Page:
« Nous sommes tous des “malades imaginaires”. » par Théâtre(s) Magazine

« Il avait annoncé en 2011 sa décision de ne plus se produire sur les planches. Mais la passion de la scène, à plusieurs reprises, l’a ramené vers le public. On peut actuellement l’applaudir au théâtre Hébertot dans À tort et à raison, une comédie du Sud-Africain Ronald Harwood, créée en 1995. De 1977 à 1987, Michel Bouquet a enseigné aux jeunes acteurs du Conservatoire national supérieur d’art dramatique. Pendant un an, en 1986, Georges Werler – qui met en scène la pièce – a enregistré ses cours. Il publie dans un double CD les meilleurs moments de séances éblouissantes où Corneille, Molière, Shakespeare ou Beckett nourrissaient la parole d’un comédien majeur, passé maître dans l’art de la transmission. Belle occasion pour La Vie de revenir à l’école avec cette figure tutélaire.


LA VIE. Vous souvenez-vous de l’année où Georges Werler a posé un micro dans votre salle de cours ? MICHEL BOUQUET. Je savais qu’il y avait un micro, mais j’ignorais quand il enregistrait. Du coup, j’étais parfaitement tranquille, libre de m’adresser aux élèves comme je l’entendais. Avoir son franc-parler est important quand il s’agit d’évoquer de très grands auteurs : Corneille, Molière, Shakespeare et Beckett sont des géants. Moi, je peux dire beaucoup de bêtises. Georges Werler a arrangé cela d’une manière magnifique, ne gardant que le meilleur. J’ai tenté d’éveiller l’esprit des élèves au respect des auteurs. Pour cela, il faut bien les connaître, les lire studieusement et trouver le point d’accroche possible entre eux et nous. Ma sincérité a payé, j’en suis content.


Certains propos excèdent le théâtre pour atteindre la leçon de vie. Par exemple, quand vous dites de Samuel Beckett : « Il rend l’être humain responsable de l’état dans lequel il arrive à la mort… » M.B. C’est ce qu’on ressent avec lui. Beckett est d’un niveau tel que ma pauvre intelligence ne parviendrait pas à le comprendre sans beaucoup de travail. J’attends que l’auteur parle pour interpréter. Je ne me fais pas une idée trop rapide. À force de bonne volonté, j’arrive à percevoir un peu de ce qu’il a voulu dire. Il y a toujours quelque chose qu’on n’a pas compris ou qu’on a oublié avec un grand auteur. Il est bon d’y retourner sans arrêt. À mon âge, 90 ans, je suis malade de toujours retravailler, mais c’est ce qu’il faut faire. J’applique cette méthode à tous les auteurs que je joue. Je m’informe sur eux, la façon dont ils ont vécu. Je retiens certaines histoires racontées. Sont-elles vraies ou fausses ? Je m’en moque, du moment qu’elles existent.

Lignes:
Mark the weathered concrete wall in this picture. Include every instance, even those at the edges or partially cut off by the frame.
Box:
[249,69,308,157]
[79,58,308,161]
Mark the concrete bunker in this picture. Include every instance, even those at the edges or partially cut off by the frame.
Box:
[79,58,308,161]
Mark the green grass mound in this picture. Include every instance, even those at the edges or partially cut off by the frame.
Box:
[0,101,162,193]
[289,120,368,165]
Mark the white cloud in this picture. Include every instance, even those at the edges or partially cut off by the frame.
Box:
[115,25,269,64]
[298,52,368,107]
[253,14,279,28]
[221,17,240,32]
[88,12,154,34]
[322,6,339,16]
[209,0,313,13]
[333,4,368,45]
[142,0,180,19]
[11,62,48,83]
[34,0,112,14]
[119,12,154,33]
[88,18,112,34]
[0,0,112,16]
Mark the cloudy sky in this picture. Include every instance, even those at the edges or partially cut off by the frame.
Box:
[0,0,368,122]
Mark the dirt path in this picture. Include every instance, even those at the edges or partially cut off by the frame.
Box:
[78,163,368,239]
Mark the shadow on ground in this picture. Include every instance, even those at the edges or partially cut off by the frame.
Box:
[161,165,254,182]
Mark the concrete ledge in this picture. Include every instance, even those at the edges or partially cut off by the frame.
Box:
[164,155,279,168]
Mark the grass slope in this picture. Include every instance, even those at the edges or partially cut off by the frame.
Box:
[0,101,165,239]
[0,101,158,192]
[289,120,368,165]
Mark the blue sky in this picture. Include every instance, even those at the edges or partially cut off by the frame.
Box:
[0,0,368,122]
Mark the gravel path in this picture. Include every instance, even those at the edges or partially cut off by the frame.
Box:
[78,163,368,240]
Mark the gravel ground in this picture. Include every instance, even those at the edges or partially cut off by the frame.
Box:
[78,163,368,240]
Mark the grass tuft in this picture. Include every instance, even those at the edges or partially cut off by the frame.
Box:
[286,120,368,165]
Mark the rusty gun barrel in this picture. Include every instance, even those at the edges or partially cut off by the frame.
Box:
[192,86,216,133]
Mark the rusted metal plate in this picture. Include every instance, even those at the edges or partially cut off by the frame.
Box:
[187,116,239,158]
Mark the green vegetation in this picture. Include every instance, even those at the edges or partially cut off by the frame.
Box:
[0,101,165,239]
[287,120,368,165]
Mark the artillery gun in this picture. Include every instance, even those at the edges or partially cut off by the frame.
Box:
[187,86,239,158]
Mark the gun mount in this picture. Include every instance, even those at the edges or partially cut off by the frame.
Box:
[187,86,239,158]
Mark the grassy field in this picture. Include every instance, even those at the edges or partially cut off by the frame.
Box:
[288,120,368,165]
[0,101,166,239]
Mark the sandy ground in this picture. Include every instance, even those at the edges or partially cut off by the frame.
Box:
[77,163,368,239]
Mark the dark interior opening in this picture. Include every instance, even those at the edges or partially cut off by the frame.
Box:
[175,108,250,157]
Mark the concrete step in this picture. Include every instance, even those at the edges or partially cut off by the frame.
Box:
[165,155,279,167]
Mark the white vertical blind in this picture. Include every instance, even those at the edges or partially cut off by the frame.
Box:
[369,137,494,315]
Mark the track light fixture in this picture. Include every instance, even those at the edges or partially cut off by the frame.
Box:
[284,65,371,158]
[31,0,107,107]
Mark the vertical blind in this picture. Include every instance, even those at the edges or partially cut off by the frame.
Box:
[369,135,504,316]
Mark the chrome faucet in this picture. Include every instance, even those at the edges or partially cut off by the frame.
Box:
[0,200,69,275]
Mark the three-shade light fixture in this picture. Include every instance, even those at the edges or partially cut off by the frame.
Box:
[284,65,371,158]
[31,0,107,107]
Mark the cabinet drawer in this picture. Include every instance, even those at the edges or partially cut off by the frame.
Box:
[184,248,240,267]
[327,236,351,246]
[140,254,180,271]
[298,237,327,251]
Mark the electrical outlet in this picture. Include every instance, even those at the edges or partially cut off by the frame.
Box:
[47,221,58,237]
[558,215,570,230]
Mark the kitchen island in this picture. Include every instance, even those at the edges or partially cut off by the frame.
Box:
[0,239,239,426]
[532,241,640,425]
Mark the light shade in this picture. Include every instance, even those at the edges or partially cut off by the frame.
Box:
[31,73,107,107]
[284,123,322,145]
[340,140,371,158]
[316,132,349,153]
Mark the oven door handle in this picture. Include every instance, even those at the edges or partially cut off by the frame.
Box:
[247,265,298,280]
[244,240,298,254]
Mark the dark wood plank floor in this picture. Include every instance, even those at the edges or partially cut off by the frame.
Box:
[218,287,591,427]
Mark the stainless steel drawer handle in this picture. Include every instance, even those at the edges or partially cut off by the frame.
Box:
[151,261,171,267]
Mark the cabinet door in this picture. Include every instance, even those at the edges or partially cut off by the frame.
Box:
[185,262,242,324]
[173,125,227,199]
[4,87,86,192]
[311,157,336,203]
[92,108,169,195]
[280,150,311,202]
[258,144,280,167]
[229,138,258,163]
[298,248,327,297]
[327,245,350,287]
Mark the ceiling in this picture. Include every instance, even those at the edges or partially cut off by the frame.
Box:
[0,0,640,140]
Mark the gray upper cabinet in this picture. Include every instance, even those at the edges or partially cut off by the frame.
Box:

Exercices:
• A. Recopiez fidèlement le passage de l'entretien avec Michel Bouquet qui commence aux mots « LA VIE. Vous » et s'achève après les mots « j’en suis content. ».
• B. Répondez brièvement à partir de l'entretien avec Michel Bouquet :
(i) En quelle année Michel Bouquet avait-il annoncé sa décision de ne plus se produire sur les planches ?
(ii) Dans quel théâtre peut-on actuellement l'applaudir ?
(iii) Quel âge Michel Bouquet déclare-t-il avoir ?

Corrigés:
• A.
LA VIE. Vous souvenez-vous de l’année où Georges Werler a posé un micro dans votre salle de cours ? MICHEL BOUQUET. Je savais qu’il y avait un micro, mais j’ignorais quand il enregistrait. Du coup, j’étais parfaitement tranquille, libre de m’adresser aux élèves comme je l’entendais. Avoir son franc-parler est important quand il s’agit d’évoquer de très grands auteurs : Corneille, Molière, Shakespeare et Beckett sont des géants. Moi, je peux dire beaucoup de bêtises. Georges Werler a arrangé cela d’une manière magnifique, ne gardant que le meilleur. J’ai tenté d’éveiller l’esprit des élèves au respect des auteurs. Pour cela, il faut bien les connaître, les lire studieusement et trouver le point d’accroche possible entre eux et nous. Ma sincérité a payé, j’en suis content.

• B.
(i) En 2011.
(ii) Au théâtre Hébertot.
(iii) 90 ans.